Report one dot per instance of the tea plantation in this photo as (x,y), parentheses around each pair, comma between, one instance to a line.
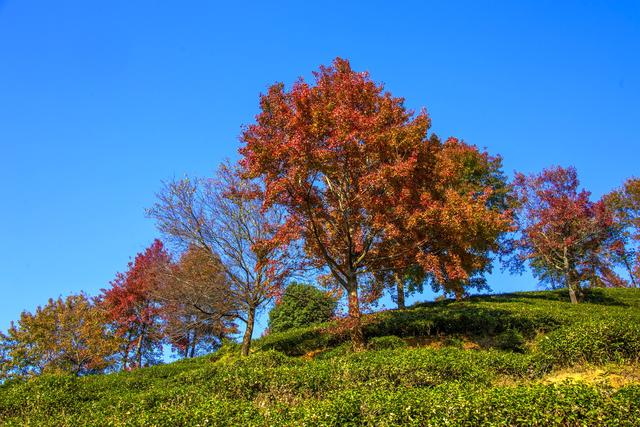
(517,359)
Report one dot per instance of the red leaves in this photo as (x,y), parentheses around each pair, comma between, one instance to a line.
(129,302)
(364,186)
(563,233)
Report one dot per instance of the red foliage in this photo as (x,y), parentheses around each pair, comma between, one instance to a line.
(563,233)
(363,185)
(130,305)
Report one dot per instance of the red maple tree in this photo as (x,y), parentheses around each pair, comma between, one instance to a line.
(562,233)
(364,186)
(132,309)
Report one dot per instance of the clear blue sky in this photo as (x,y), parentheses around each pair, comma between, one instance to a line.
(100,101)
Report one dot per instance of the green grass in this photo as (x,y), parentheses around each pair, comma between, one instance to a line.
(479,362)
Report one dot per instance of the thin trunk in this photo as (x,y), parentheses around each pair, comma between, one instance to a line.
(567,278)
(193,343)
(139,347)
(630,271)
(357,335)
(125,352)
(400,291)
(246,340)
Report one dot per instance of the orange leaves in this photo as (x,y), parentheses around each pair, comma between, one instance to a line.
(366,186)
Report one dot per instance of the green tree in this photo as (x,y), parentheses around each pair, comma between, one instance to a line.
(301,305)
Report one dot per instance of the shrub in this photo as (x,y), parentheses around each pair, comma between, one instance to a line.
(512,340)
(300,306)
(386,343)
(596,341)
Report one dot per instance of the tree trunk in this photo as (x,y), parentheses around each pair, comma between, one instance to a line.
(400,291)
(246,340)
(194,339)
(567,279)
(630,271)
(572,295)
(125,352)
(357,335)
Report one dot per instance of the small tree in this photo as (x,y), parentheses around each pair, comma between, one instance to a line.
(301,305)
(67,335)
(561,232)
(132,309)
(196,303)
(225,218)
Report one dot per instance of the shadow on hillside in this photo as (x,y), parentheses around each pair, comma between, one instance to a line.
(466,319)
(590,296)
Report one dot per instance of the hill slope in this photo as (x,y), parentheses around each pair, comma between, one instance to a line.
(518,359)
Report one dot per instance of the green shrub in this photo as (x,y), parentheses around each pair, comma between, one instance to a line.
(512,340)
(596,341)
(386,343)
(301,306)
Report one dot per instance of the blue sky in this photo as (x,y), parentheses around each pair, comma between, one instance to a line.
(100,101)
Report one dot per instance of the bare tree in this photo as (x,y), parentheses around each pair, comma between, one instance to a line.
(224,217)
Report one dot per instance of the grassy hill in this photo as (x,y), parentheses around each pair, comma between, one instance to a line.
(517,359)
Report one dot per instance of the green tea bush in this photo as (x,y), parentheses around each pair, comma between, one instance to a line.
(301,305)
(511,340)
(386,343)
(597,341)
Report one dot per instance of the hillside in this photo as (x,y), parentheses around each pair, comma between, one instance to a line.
▬▬▬
Exercise goal:
Leave out the pictures; repeat the data exactly.

Answer section:
Report one dot per instance of the tea plantation in this photo as (x,y), parentheses around each pair, comma between, one instance to a line.
(517,359)
Report one dot per instance of the red leaves in this photo as (x,y), parentheses around each pair, comma between, one instance to a line.
(129,302)
(364,186)
(563,233)
Report one dot per instance of the red foliage in this photo as (x,y), parentheses around each pair, comma between, one instance to a line.
(563,233)
(363,185)
(130,305)
Report one dot per instance of the red maple tree in this photo as (x,y), parentheses around each pair, comma between, one instance to a line.
(562,233)
(364,186)
(132,309)
Report one dot per instance of the clear blue sky in this photo as (x,y), parentheses around each pair, comma between, one instance to a line.
(100,101)
Report one dot per instance of the green grass in this photo as (x,y), parentheses around each pair, comma between, one instance to a line.
(479,362)
Report one dot per instance of the thin trunk in this photo as (x,y), parentheses around each pair, comma between, one instance to a line.
(567,278)
(193,343)
(139,347)
(630,271)
(357,335)
(125,352)
(400,291)
(246,340)
Report one dot per instance of the orange leaves in this photo as (x,y), parentheses around each pair, comma between, one instance to a line.
(366,186)
Report one dot per instance of the green tree in this photo as (x,y), parentheses around each pair, comma between, one instance to a line.
(301,305)
Report one dot per instance of the shrub in this photo as (x,y), parentheses around each pair, comma between, one instance to a line.
(512,340)
(300,306)
(386,343)
(596,341)
Report one dot per instance of the tree trunk in this photo as (x,y), parentheses around each pair, comma between, one instance to a line.
(400,291)
(246,340)
(194,339)
(567,279)
(630,271)
(572,295)
(125,352)
(357,335)
Report one dot per instance of the small tree in this photo as (x,y), parentheses around each pair, comma between, one instance to a line.
(301,305)
(67,335)
(561,232)
(132,309)
(196,303)
(225,218)
Report one dot per instance of the shadow on hillside in this photo as (x,y), parentheses around each pair, comma between, one instance to a line.
(466,319)
(590,296)
Report one dot per instance of the hill slope in this photo as (x,y), parentheses around each pair, comma between, one instance to a line.
(518,359)
Report one dot per instance of the green shrub in this photo as (x,y), parentheses around each pair, comma between, one instance to a line.
(512,340)
(596,341)
(386,343)
(301,306)
Report one dot per instance of the blue sky in this photo as (x,y), parentheses around each pair, comma between, one instance to a line.
(100,101)
Report one dot per instance of the bare tree in this photo as (x,y), parentheses around each pair, comma between, one instance to a line.
(224,217)
Report one dot per instance of the grassy hill in this photo as (x,y), parentheses around each pair, comma between, one instance to a line.
(517,359)
Report one dot per instance of the green tea bush in this photo as (x,y), parentheses around each pair, comma between, one instance to a line.
(301,305)
(511,340)
(386,343)
(597,341)
Report one dot per instance of the hillside in this photo as (x,y), parentheses around each pair, comma between, one instance to a line.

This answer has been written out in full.